_Task statement_
Take the lines from the one with "Guideline: mark the man's face" up to and including the one with "[[135, 76]]" and write them out again, switching "man's face" to "man's head" and changing nothing else.

_Given data_

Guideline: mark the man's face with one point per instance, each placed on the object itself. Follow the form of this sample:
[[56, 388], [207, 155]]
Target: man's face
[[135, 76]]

...

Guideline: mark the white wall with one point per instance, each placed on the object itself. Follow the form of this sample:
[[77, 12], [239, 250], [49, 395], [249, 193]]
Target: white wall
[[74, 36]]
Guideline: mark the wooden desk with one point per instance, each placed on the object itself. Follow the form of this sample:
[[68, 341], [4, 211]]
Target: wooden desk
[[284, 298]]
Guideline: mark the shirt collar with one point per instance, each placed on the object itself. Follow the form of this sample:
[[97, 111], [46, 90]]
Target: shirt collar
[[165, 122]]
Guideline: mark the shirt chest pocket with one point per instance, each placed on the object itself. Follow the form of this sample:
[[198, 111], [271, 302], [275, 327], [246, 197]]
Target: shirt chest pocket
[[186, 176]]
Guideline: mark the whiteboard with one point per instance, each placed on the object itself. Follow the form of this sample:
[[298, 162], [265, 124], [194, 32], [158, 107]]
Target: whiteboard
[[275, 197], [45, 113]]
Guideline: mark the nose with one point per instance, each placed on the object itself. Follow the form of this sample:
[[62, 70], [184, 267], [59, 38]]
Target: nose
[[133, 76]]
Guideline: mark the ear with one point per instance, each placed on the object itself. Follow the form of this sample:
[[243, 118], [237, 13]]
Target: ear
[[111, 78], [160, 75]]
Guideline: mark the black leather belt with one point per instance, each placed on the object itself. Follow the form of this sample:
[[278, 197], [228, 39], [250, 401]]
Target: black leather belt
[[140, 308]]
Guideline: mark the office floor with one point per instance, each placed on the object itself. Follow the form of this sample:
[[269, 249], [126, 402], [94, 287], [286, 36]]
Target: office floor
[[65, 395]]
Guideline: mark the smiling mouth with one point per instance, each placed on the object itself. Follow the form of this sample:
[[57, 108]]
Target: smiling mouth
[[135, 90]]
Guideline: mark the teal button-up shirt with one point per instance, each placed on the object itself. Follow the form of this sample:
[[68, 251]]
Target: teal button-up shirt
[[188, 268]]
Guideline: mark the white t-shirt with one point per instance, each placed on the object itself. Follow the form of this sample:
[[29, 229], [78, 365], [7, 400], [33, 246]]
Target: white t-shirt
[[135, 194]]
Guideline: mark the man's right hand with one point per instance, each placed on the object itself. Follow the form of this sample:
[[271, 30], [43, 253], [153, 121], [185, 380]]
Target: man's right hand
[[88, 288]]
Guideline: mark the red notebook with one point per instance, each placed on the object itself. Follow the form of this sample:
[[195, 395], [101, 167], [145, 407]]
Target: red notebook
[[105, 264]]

_Answer for this exercise_
Guideline: mark the man's head with one point per instance, each placed on the object itself. Follow the form of this sample:
[[56, 388], [207, 155]]
Target: man's head
[[135, 76]]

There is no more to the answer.